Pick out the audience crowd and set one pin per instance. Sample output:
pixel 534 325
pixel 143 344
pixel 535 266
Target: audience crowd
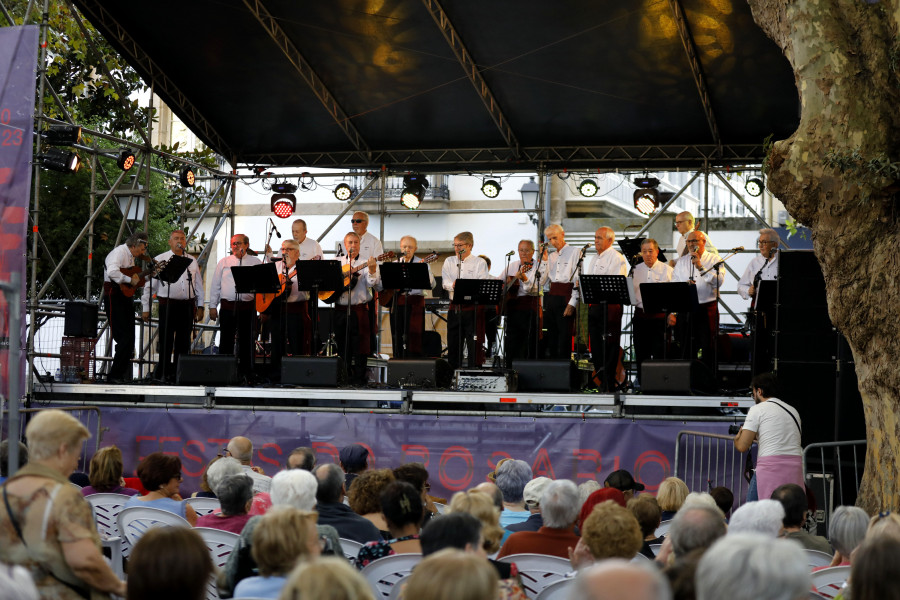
pixel 290 528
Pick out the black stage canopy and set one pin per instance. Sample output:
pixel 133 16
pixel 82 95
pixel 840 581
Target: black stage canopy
pixel 463 84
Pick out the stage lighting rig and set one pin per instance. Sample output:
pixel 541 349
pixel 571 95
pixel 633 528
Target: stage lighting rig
pixel 414 186
pixel 283 200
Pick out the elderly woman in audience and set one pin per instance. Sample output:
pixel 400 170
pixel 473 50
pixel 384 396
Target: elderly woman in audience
pixel 452 574
pixel 235 494
pixel 670 495
pixel 364 494
pixel 403 512
pixel 295 488
pixel 463 531
pixel 160 474
pixel 283 537
pixel 331 578
pixel 44 512
pixel 169 563
pixel 609 532
pixel 753 566
pixel 106 473
pixel 846 531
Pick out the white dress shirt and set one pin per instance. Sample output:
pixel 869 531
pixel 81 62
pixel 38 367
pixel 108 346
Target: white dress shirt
pixel 528 287
pixel 120 258
pixel 181 289
pixel 222 287
pixel 608 262
pixel 361 292
pixel 660 272
pixel 707 284
pixel 473 267
pixel 769 273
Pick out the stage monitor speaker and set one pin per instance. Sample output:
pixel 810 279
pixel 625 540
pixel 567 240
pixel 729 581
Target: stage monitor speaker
pixel 419 373
pixel 81 319
pixel 679 377
pixel 312 371
pixel 555 375
pixel 202 369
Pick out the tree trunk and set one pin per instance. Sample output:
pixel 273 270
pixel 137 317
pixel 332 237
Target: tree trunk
pixel 838 175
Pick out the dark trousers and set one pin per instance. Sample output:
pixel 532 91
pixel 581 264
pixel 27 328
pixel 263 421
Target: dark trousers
pixel 237 332
pixel 120 313
pixel 176 323
pixel 559 329
pixel 465 329
pixel 521 328
pixel 648 336
pixel 612 327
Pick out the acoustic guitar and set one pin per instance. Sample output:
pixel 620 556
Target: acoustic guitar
pixel 351 276
pixel 386 297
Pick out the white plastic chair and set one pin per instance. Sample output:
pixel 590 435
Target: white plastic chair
pixel 558 590
pixel 350 548
pixel 663 528
pixel 383 573
pixel 828 582
pixel 134 521
pixel 537 571
pixel 204 506
pixel 220 544
pixel 817 558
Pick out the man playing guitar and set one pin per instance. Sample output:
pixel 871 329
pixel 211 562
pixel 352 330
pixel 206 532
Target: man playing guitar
pixel 119 283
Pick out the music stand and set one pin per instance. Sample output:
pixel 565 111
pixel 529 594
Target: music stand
pixel 475 292
pixel 669 297
pixel 605 290
pixel 316 276
pixel 404 277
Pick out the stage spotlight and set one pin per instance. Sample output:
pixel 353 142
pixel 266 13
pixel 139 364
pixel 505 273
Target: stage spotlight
pixel 186 177
pixel 60 160
pixel 343 192
pixel 283 200
pixel 754 186
pixel 414 186
pixel 490 188
pixel 126 159
pixel 646 201
pixel 63 135
pixel 588 188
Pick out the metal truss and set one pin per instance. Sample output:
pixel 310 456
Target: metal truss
pixel 287 47
pixel 473 72
pixel 666 157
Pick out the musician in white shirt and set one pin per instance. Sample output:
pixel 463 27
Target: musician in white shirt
pixel 408 309
pixel 180 305
pixel 464 322
pixel 523 278
pixel 649 328
pixel 607 262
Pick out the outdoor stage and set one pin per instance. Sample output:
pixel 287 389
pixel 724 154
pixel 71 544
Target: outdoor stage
pixel 459 436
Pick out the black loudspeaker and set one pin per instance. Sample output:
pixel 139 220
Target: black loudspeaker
pixel 675 377
pixel 546 375
pixel 81 319
pixel 312 371
pixel 420 373
pixel 202 369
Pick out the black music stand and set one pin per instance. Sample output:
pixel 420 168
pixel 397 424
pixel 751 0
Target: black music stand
pixel 475 292
pixel 316 276
pixel 174 269
pixel 403 277
pixel 605 290
pixel 669 297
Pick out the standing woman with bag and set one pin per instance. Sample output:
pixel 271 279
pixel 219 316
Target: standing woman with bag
pixel 46 525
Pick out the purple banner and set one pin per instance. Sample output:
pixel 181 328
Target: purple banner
pixel 459 452
pixel 17 76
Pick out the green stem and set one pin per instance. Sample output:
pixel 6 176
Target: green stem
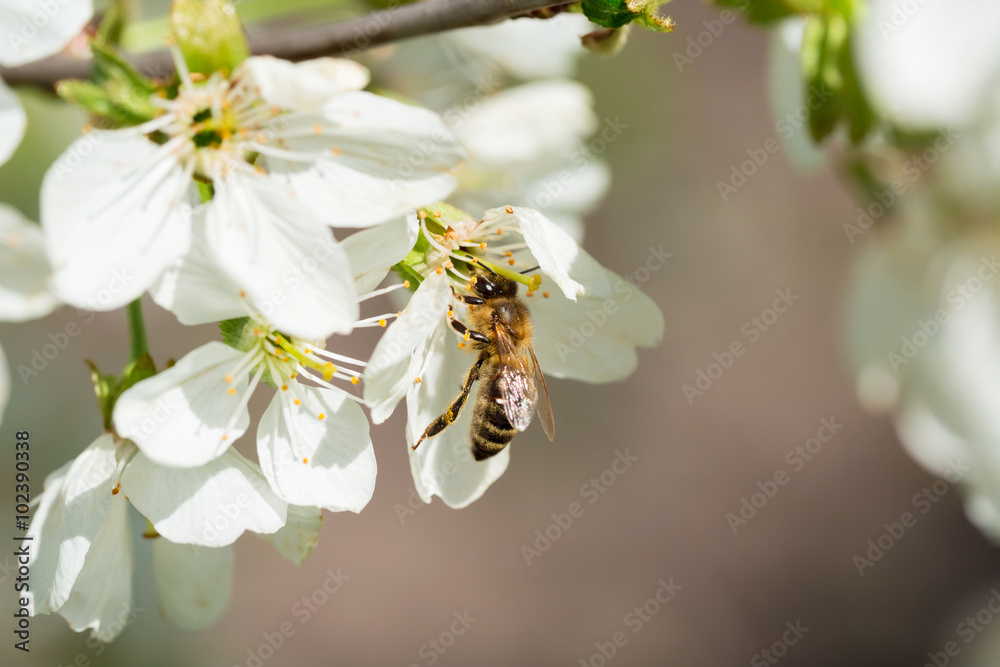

# # # # #

Could you rewrite all the items above as a numbered list, with blank lines dropped and the pictures left out?

- _Expected answer_:
1. Pick out the audience crowd and set one pin per instance. Sample output:
2. pixel 534 325
3. pixel 143 344
4. pixel 535 266
5. Target: audience crowd
6. pixel 290 528
7. Pick out the black stage canopy and set one pin per instance. Sample output:
8. pixel 133 16
9. pixel 82 95
10. pixel 840 581
11. Target: black stage canopy
12. pixel 463 84
13. Pick out the stage lighting rig and set one pin per instance. Sample output:
14. pixel 541 349
15. pixel 571 95
16. pixel 633 528
17. Target: stage lighting rig
18. pixel 414 186
19. pixel 283 200
20. Pick out the elderly woman in audience and set one pin per instance. Sample output:
21. pixel 400 170
22. pixel 473 50
23. pixel 384 396
24. Target: elderly woman in audience
25. pixel 452 574
26. pixel 235 494
27. pixel 670 495
28. pixel 364 494
29. pixel 403 512
30. pixel 295 488
31. pixel 463 531
32. pixel 160 474
33. pixel 283 537
34. pixel 331 578
35. pixel 44 512
36. pixel 169 563
37. pixel 609 532
38. pixel 753 566
39. pixel 106 473
40. pixel 846 531
41. Pick out the white dress shirt and set one pin per instance. Sample output:
42. pixel 869 531
43. pixel 81 62
44. pixel 38 367
45. pixel 108 346
46. Target: white dress shirt
47. pixel 528 287
48. pixel 120 258
49. pixel 181 289
50. pixel 222 287
51. pixel 608 262
52. pixel 361 292
53. pixel 660 272
54. pixel 707 284
55. pixel 473 267
56. pixel 769 273
57. Pick out the stage monitor speaker and set one pin per instance. Sample output:
58. pixel 810 279
59. pixel 625 540
60. pixel 567 240
61. pixel 729 581
62. Target: stage monitor speaker
63. pixel 419 373
64. pixel 81 319
65. pixel 679 377
66. pixel 312 371
67. pixel 555 375
68. pixel 202 369
69. Pick out the tree trunk and set one pin per instance. Sample output:
70. pixel 273 270
71. pixel 137 317
72. pixel 332 237
73. Target: tree trunk
74. pixel 838 175
75. Pick out the dark trousers and set one pin per instance. Sample output:
76. pixel 532 91
77. pixel 581 264
78. pixel 27 328
79. pixel 263 421
80. Target: dark trousers
81. pixel 237 332
82. pixel 120 313
83. pixel 176 323
84. pixel 559 329
85. pixel 465 329
86. pixel 521 328
87. pixel 648 336
88. pixel 612 327
89. Pick out the acoustic guitar and set one pin per instance. Sample output:
90. pixel 620 556
91. Target: acoustic guitar
92. pixel 351 276
93. pixel 386 297
94. Pick out the white plastic chair and set one pin per instance. Sample output:
95. pixel 590 435
96. Target: white plastic chair
97. pixel 558 590
98. pixel 350 548
99. pixel 663 528
100. pixel 383 573
101. pixel 828 582
102. pixel 134 521
103. pixel 537 571
104. pixel 204 506
105. pixel 220 544
106. pixel 817 558
107. Pick out the man playing guitar and set one pin per instance. Sample output:
108. pixel 871 329
109. pixel 211 562
110. pixel 352 330
111. pixel 206 532
112. Target: man playing guitar
113. pixel 119 283
114. Pick out the music stand and set one pin per instance. Sample output:
115. pixel 565 111
116. pixel 529 594
117. Target: music stand
118. pixel 475 292
119. pixel 669 297
120. pixel 605 290
121. pixel 316 276
122. pixel 404 277
123. Pick out the stage spotlight and set one pin per instance. Sample output:
124. pixel 353 142
125. pixel 266 13
126. pixel 139 364
127. pixel 505 273
128. Target: stage spotlight
129. pixel 186 177
130. pixel 60 160
131. pixel 343 192
132. pixel 283 200
133. pixel 754 186
134. pixel 414 186
135. pixel 490 188
136. pixel 126 159
137. pixel 646 201
138. pixel 63 135
139. pixel 588 188
140. Pick out the metal truss and set one pin per instance. Sample output:
141. pixel 310 456
142. Target: metal truss
143. pixel 287 47
144. pixel 473 72
145. pixel 666 157
146. Pick out the musician in white shirt and set one pin per instance. Sample output:
147. pixel 463 27
148. Target: musician in white shirt
149. pixel 408 309
150. pixel 180 305
151. pixel 464 322
152. pixel 523 278
153. pixel 649 328
154. pixel 607 262
155. Pick out the outdoor stage and set one pin per instance. Sample output:
156. pixel 287 389
157. pixel 724 154
158. pixel 71 544
159. Target: outdoor stage
160. pixel 459 436
161. Pick out the black loudspeaker and set one pin per instance. Sample output:
162. pixel 139 220
163. Target: black loudspeaker
164. pixel 675 377
165. pixel 546 375
166. pixel 81 319
167. pixel 312 371
168. pixel 420 373
169. pixel 202 369
170. Pick out the black music stand and set one pin per instance. Sample output:
171. pixel 420 168
172. pixel 397 424
173. pixel 751 0
174. Target: black music stand
175. pixel 475 292
176. pixel 316 276
177. pixel 174 269
178. pixel 403 277
179. pixel 605 290
180. pixel 669 297
181. Pick out the standing woman with bag and set one pin per instance. Sample output:
182. pixel 271 279
183. pixel 219 316
184. Target: standing woman with bag
185. pixel 46 525
186. Pick out the purple banner and set one pin per instance. Sample output:
187. pixel 181 328
188. Target: purple banner
189. pixel 459 452
190. pixel 17 76
191. Pick out the green stem and set one pin per instance. Sample output:
192. pixel 6 176
193. Target: green stem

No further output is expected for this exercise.